(Data records)

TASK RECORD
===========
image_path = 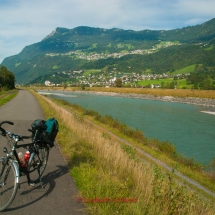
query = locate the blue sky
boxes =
[0,0,215,62]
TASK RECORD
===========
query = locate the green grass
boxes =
[138,78,190,89]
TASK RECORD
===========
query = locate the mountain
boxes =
[2,18,215,83]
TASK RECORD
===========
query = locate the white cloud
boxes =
[0,0,215,62]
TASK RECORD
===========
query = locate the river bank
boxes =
[50,90,215,108]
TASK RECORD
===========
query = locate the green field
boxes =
[138,78,191,89]
[167,64,196,75]
[84,69,101,77]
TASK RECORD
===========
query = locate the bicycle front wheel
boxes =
[0,157,19,211]
[28,145,49,183]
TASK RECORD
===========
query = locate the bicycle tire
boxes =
[0,158,19,211]
[27,145,49,183]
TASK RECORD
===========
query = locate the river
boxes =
[37,91,215,165]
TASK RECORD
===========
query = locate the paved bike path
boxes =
[0,90,85,215]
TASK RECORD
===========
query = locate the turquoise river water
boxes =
[40,91,215,165]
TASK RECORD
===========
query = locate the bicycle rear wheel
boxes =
[28,145,49,183]
[0,157,19,211]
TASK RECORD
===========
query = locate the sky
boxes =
[0,0,215,63]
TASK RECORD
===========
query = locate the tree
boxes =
[0,66,15,90]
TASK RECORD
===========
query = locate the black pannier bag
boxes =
[43,118,58,147]
[31,118,58,147]
[31,119,47,141]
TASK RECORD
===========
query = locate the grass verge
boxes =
[31,90,215,215]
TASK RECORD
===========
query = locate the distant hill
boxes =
[2,19,215,83]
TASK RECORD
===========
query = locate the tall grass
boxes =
[32,91,215,215]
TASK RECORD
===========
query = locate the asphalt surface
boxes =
[0,90,86,215]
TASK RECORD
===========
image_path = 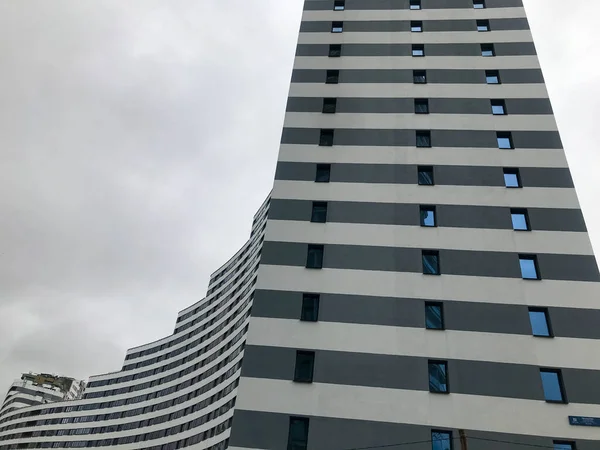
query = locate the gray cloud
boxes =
[0,0,600,395]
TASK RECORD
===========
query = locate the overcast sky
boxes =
[0,0,600,394]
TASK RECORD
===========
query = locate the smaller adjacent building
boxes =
[0,372,86,417]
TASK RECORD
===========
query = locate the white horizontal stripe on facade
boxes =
[294,55,540,70]
[236,377,600,439]
[283,112,557,132]
[276,144,568,170]
[302,7,525,22]
[256,264,600,309]
[298,30,533,44]
[266,221,594,255]
[272,180,579,209]
[248,317,600,370]
[290,83,548,99]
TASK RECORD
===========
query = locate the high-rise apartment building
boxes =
[0,0,600,450]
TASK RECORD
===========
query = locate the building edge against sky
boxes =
[0,0,600,450]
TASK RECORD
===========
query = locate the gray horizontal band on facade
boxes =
[292,69,544,84]
[242,345,600,405]
[261,241,600,282]
[252,289,600,339]
[229,409,598,450]
[275,161,573,188]
[286,97,552,115]
[300,17,529,33]
[281,127,563,151]
[304,0,523,11]
[296,42,536,57]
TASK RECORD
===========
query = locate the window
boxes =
[413,70,427,84]
[429,361,449,394]
[504,169,523,188]
[300,294,320,322]
[477,19,490,31]
[319,130,333,147]
[416,130,431,147]
[310,202,327,223]
[496,131,515,149]
[412,44,425,56]
[540,369,567,403]
[323,98,337,114]
[481,44,496,56]
[415,98,429,114]
[485,70,500,84]
[519,255,540,280]
[287,417,308,450]
[420,205,437,227]
[329,44,342,58]
[425,302,444,330]
[510,208,531,231]
[431,430,454,450]
[306,244,325,269]
[315,164,331,183]
[410,20,423,33]
[417,166,435,186]
[421,250,440,275]
[325,70,340,84]
[409,0,421,9]
[294,350,315,383]
[529,308,552,337]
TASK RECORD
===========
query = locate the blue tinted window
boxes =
[529,309,551,336]
[540,370,564,402]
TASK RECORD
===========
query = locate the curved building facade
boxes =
[0,200,269,450]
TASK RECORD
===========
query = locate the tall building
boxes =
[0,0,600,450]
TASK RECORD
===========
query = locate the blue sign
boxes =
[569,416,600,427]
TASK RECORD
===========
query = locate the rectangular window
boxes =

- WHAT THIS TASK INVOLVES
Without the pictures, reproduce every line of the records above exactly.

- FULL RESPONSE
TASK RECORD
===========
image_path = 
query = locate the blue sky
boxes =
[0,0,215,62]
TASK RECORD
===========
query = locate the green grass
boxes =
[138,78,190,89]
TASK RECORD
===========
query = locate the mountain
boxes =
[2,18,215,83]
TASK RECORD
===========
query = locate the white cloud
boxes =
[0,0,215,62]
TASK RECORD
===========
query = locate the river bank
boxes =
[50,90,215,108]
TASK RECORD
===========
query = locate the green field
boxes =
[138,78,191,89]
[167,64,196,75]
[84,69,101,77]
TASK RECORD
===========
query = locate the bicycle front wheel
boxes =
[0,157,19,211]
[28,145,49,183]
TASK RECORD
===========
query = locate the bicycle tire
boxes =
[0,158,19,211]
[27,145,49,183]
TASK RECORD
===========
query = locate the river
boxes =
[37,91,215,165]
TASK RECORD
===========
query = locate the paved bike path
boxes =
[0,90,85,215]
TASK RECORD
===========
query = locate the turquoise river water
boxes =
[40,91,215,165]
TASK RECORD
===========
query = locate the bicycle rear wheel
boxes =
[28,145,49,183]
[0,157,19,211]
TASK RECORD
===========
query = locate the sky
boxes =
[0,0,215,63]
TASK RECORD
===========
query = locate the tree
boxes =
[0,66,15,90]
TASK RECORD
===========
query = locate the black pannier bag
boxes =
[43,118,58,147]
[31,118,58,147]
[31,119,47,141]
TASK RECORD
===========
query = locate the grass verge
boxes =
[31,90,215,215]
TASK RECORD
===========
query = locate the distant hill
boxes =
[2,19,215,83]
TASK RECORD
===========
query = locate the tall grass
boxes =
[32,91,215,215]
TASK RECORD
===========
query = locate the asphalt surface
boxes =
[0,90,86,215]
TASK RECORD
===========
image_path = 
query = locate the gray cloud
boxes =
[0,0,600,395]
TASK RECORD
===========
query = locate the overcast sky
boxes =
[0,0,600,394]
TASK RECORD
===========
query = locate the smaller adjacent building
boxes =
[0,372,86,417]
TASK RECORD
===========
query = locate the white horizontal stripe on facade
boxes =
[294,55,540,70]
[236,377,600,439]
[283,112,557,132]
[276,144,568,170]
[302,7,525,22]
[256,264,600,309]
[298,30,533,44]
[266,221,594,255]
[272,180,579,209]
[248,317,600,370]
[290,83,548,99]
TASK RECORD
===========
query = locate the high-rise apartment building
boxes =
[0,0,600,450]
TASK RECORD
===========
query = locate the building edge against sky
boxes =
[0,0,600,450]
TASK RECORD
===========
query = locate the gray horizontal band on facade
boxes =
[292,69,544,84]
[242,345,600,405]
[261,241,600,282]
[252,289,600,339]
[229,409,598,450]
[275,161,573,188]
[286,97,552,115]
[300,17,529,33]
[281,127,563,151]
[304,0,523,11]
[296,42,536,57]
TASK RECORD
===========
query = locate the window
boxes =
[413,70,427,84]
[429,361,449,394]
[504,169,523,188]
[300,294,320,322]
[477,19,490,31]
[319,130,333,147]
[416,130,431,147]
[310,202,327,223]
[496,131,515,149]
[412,44,425,56]
[540,369,567,403]
[323,98,337,114]
[481,44,496,56]
[415,98,429,114]
[485,70,500,84]
[519,255,540,280]
[287,417,308,450]
[420,205,437,227]
[329,44,342,58]
[425,302,444,330]
[510,208,531,231]
[431,430,454,450]
[306,244,325,269]
[315,164,331,183]
[410,20,423,33]
[417,166,435,186]
[421,250,440,275]
[325,70,340,84]
[409,0,421,9]
[294,350,315,383]
[529,308,552,337]
TASK RECORD
===========
query = locate the blue tinted window
boxes =
[529,309,551,336]
[540,370,564,402]
TASK RECORD
===========
query = locate the curved building facade
boxes =
[0,200,269,450]
TASK RECORD
===========
query = locate the tall building
boxes =
[0,0,600,450]
TASK RECORD
===========
query = locate the blue sign
boxes =
[569,416,600,427]
TASK RECORD
===========
query = locate the rectangular window
boxes =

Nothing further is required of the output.